▶ **TEXT SHOWN**:
■ ■ ■ ■ ■

Whenever we have Git look at a branch name like master
, a tag name like v2.1
, or a remote-tracking name like origin/master
, we tend to want to have Git tell us about that commit and every commit that we can get to from that commit: starting there, and working backwards.
In mathematics, this is referred to as walking a graph. Git's commit graph is a Directed Acyclic Graph or DAG, and this kind of graph is particularly suited for walking. When walking such a graph, one will visit each graph vertex that is reachable via the path being used. The vertices in the Git graph are the commits, with the edges being arcs—one-way links—going from each child to each parent. (This is where Think Like (a) Git comes in. The one-way nature of arcs means that Git must work backwards, from child to parent.)
The two main Git commands for graph-walking are git log
and git rev-list
. These commands are extremely similar—in fact they're mostly built from the same source files—but their output is different: git log
produces output for humans to read, while git rev-list
produces output meant for other Git programs to read.1 Both commands do this kind of graph-walk.
The graph walk they do is specifically: given some set of starting point commits (perhaps just one commit, perhaps a bunch of hash IDs, perhaps a bunch of names that resolve to hash IDs), walk the graph, visiting commits. Particular directives, such as --not
or a prefix ^
, or --ancestry-path
, or --first-parent
, modify the graph walk in some way.
As they do the graph walk, they visit each commit. But they only print some selected subset of the walked commits. Directives such as --no-merges
or --before <date>
tell the graph-walking code which commits to print.
In order to do this visiting, one commit at a time, these two command use a priority queue. You run git log
or git rev-list
and give it some starting point commits. They put those commits into the priority queue. For instance, a simple:
git log master
turns the name master
into a raw hash ID and puts that one hash ID into the queue. Or:
git log master develop
turns both names into hash IDs and—assuming these are two different hash IDs—puts both into the queue.
The priority of the commits in this queue is determined by still more arguments. For instance, the argument --author-date-order
tells git log
or git rev-list
to use the author timestamp, rather than the committer timestamp. The default is to use the committer timestamp and pick the newest-by-date commit: the one with the highest numerical date. So with master develop
, assuming these resolve to two different commits, Git will show whichever one came later first, because that will be at the front of the queue.
In any case, the revision walking code now runs in a loop:
- While there are commits in the queue:
- Remove the first queue entry.
- Decide whether to print this commit at all. For instance,
--no-merges
: print nothing if it is a merge commit; --before
: print nothing if its date does not come before the designated time. If printing isn't suppressed, print the commit: for git log
, show its log; for git rev-list
, print its hash ID.
- Put some or all of this commit's parent commits into the queue (as long as it isn't there now, and has not been visited already2). The normal default is to put in all parents. Using
--first-parent
suppresses all but the first parent of each merge.
(Both git log
and git rev-list
can do history simplification with or without parent rewriting at this point as well, but we'll skip over that here.)
For a simple chain, like start at HEAD
and work backwards when there are no merge commits, the queue always has one commit in it at the top of the loop. There's one commit, so we pop it off and print it and put its (single) parent into the queue and go around again, and we follow the chain backwards until we reach the very first commit, or the user gets tired of git log
output and quits the program. In this case, none of the ordering options matter: there is only ever one commit to show.

■ ■ ■ ■ ■

▶ **BRIEF**:
For each statement below, answer yes or no according to the text on Git graph walking, and quote the words from that text that decide it.
1. By default, git log orders its queue by the author timestamp.
2. The git log and git rev-list commands are mostly built from the same source files.
3. The --first-parent option keeps all but the first parent of each merge out of the queue.

■ ■ ■ ■ ■

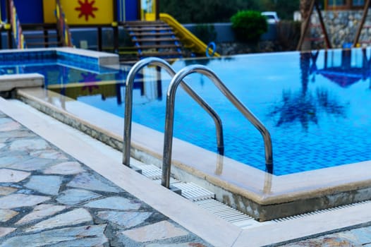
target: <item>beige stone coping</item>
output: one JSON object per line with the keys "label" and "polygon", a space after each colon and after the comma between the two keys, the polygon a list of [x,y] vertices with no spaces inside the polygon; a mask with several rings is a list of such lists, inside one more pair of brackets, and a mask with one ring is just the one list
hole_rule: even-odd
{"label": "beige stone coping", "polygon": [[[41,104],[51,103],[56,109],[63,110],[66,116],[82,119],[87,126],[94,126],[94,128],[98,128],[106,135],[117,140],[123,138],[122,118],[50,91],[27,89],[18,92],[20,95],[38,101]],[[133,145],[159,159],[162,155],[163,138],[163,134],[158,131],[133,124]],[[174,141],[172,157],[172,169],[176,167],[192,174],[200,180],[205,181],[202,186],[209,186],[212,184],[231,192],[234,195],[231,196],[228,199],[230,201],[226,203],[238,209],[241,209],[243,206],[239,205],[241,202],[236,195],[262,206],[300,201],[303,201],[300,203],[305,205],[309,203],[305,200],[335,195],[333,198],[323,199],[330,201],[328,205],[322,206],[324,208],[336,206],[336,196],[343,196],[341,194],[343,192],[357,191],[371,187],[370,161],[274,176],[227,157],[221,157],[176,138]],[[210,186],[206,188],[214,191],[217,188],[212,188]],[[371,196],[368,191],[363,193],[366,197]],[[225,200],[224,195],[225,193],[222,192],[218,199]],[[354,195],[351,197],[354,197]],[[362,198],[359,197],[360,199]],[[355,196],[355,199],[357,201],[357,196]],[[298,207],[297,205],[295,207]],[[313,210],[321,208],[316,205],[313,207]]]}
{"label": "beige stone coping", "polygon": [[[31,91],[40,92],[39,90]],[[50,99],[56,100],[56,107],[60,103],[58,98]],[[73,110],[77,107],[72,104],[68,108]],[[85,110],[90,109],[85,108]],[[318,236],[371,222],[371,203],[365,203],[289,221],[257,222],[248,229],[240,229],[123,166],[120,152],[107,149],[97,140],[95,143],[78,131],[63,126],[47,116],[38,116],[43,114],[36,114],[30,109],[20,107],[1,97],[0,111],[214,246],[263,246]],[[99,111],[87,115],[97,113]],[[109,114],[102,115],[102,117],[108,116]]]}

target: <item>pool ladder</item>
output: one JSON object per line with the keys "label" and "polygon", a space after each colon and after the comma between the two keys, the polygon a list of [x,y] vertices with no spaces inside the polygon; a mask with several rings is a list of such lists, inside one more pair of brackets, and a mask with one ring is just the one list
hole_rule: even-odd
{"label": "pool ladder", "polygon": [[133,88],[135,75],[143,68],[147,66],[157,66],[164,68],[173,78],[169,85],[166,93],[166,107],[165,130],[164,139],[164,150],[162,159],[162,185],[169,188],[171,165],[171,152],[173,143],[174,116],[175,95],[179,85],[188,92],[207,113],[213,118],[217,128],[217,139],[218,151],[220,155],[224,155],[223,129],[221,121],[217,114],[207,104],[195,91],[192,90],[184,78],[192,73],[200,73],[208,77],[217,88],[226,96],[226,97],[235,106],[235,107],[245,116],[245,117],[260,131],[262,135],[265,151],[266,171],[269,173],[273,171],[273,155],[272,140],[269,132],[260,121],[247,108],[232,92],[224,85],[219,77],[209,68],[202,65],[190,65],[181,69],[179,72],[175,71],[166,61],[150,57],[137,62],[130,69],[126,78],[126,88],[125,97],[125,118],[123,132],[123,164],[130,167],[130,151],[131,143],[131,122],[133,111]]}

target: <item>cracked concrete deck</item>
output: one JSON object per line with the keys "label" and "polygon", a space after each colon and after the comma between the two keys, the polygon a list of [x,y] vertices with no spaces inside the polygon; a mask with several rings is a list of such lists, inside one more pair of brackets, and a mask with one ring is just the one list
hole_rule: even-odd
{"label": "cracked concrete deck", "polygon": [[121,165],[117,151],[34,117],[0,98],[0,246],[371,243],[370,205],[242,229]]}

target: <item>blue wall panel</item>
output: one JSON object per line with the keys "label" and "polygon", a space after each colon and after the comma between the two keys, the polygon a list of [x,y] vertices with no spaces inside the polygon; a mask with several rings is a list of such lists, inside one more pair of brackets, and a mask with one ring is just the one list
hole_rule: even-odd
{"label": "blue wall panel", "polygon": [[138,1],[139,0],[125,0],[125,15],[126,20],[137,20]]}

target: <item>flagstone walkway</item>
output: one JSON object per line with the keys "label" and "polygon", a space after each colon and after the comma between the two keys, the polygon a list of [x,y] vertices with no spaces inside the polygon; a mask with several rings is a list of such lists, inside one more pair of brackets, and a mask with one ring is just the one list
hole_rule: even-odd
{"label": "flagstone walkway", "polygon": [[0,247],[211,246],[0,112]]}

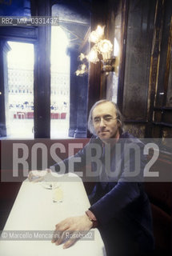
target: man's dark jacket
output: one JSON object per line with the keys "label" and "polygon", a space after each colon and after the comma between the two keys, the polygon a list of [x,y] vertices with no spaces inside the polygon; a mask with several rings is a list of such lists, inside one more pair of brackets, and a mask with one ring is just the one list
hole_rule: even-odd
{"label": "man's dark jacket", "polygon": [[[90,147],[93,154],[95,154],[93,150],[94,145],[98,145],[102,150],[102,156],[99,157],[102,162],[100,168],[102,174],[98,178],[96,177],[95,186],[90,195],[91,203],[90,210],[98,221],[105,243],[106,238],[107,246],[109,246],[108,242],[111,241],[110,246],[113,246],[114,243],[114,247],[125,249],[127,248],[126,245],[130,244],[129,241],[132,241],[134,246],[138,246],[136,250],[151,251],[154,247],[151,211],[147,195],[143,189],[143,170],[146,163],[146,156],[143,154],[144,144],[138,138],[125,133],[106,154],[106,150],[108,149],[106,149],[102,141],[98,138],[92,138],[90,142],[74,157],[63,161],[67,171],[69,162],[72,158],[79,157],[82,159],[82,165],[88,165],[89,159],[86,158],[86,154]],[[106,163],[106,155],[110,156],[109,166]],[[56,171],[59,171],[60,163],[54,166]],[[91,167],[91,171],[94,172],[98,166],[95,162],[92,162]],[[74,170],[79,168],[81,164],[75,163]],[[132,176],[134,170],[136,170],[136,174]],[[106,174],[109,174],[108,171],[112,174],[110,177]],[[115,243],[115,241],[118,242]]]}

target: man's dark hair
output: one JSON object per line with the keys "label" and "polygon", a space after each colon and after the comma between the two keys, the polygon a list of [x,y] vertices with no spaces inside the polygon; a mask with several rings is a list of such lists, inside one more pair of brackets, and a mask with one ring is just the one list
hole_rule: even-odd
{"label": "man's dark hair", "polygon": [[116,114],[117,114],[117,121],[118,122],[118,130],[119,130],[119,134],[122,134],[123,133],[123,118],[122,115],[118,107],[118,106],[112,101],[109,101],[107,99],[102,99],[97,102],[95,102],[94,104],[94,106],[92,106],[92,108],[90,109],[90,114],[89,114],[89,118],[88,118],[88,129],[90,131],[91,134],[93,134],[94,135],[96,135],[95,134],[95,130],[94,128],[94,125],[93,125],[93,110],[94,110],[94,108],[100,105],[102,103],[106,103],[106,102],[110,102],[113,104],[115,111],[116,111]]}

■ ■ ■ ■ ■

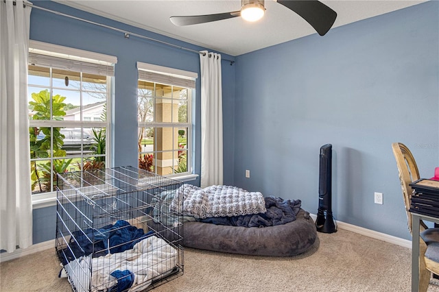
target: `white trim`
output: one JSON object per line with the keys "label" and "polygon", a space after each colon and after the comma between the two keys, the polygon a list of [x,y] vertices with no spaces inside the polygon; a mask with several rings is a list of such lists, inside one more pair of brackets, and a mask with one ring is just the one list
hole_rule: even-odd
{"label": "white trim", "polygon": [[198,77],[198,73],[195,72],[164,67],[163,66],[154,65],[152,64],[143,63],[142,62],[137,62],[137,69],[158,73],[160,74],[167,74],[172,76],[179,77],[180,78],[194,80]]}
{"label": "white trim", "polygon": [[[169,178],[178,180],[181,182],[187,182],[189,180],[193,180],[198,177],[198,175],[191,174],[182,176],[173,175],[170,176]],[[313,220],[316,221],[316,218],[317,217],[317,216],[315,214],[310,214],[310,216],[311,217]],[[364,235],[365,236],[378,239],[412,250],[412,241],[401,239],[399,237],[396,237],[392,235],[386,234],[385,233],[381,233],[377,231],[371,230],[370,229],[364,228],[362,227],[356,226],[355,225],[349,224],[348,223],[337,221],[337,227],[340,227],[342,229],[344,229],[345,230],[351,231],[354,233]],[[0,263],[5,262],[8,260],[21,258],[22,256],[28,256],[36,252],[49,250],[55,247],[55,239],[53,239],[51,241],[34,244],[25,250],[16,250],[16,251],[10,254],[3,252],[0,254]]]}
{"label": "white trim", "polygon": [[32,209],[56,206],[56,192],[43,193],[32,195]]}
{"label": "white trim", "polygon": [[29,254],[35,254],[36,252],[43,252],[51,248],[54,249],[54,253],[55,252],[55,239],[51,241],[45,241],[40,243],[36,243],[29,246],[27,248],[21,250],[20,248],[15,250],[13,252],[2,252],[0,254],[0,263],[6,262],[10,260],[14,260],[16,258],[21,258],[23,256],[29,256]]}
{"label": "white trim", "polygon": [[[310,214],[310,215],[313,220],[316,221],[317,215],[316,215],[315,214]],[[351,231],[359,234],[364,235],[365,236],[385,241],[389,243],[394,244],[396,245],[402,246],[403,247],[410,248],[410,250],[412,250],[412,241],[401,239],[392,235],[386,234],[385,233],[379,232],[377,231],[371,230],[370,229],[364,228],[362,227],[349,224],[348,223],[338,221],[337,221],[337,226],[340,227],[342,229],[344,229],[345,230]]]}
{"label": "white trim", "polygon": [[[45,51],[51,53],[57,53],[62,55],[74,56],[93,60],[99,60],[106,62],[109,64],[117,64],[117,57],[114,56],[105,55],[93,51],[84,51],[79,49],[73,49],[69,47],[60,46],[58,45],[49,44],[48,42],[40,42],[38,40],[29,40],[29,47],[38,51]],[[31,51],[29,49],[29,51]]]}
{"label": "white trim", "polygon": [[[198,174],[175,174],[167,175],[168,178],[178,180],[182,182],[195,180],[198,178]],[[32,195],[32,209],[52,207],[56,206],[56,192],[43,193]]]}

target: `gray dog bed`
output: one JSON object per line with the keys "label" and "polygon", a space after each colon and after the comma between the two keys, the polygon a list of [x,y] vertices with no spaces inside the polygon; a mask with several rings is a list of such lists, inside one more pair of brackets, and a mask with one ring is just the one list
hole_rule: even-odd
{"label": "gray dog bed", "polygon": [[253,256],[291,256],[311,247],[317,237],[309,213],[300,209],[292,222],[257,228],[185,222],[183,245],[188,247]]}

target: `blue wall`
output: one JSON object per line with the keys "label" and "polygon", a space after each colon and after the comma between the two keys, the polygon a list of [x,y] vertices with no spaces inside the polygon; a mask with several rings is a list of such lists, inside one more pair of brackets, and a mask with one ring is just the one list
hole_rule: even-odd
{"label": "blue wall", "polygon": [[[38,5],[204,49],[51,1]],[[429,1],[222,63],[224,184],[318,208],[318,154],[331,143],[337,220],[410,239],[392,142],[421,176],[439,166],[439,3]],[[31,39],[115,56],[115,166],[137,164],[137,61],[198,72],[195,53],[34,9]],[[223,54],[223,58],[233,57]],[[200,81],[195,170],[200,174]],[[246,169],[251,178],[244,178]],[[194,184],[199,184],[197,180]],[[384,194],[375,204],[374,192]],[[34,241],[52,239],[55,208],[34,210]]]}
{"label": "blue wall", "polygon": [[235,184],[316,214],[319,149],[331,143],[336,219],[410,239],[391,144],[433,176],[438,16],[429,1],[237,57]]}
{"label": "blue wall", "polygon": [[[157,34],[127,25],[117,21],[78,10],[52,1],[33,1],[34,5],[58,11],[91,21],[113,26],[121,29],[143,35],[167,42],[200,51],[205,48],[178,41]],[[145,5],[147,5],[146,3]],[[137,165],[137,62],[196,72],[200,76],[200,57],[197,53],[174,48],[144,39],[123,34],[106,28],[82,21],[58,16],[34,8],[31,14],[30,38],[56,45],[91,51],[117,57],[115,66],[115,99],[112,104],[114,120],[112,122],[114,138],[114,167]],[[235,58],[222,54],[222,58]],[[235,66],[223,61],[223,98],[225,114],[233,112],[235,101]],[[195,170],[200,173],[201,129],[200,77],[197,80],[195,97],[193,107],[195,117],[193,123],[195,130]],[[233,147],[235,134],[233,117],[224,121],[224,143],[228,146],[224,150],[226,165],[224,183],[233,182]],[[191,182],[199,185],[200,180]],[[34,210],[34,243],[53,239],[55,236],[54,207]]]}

■ ■ ■ ■ ■

▶ **RESULT FOR THIS TASK**:
1. No: "The default is to use the committer timestamp and pick the newest-by-date commit"
2. Yes: "in fact they're mostly built from the same source files"
3. Yes: "suppresses all but the first parent of each merge"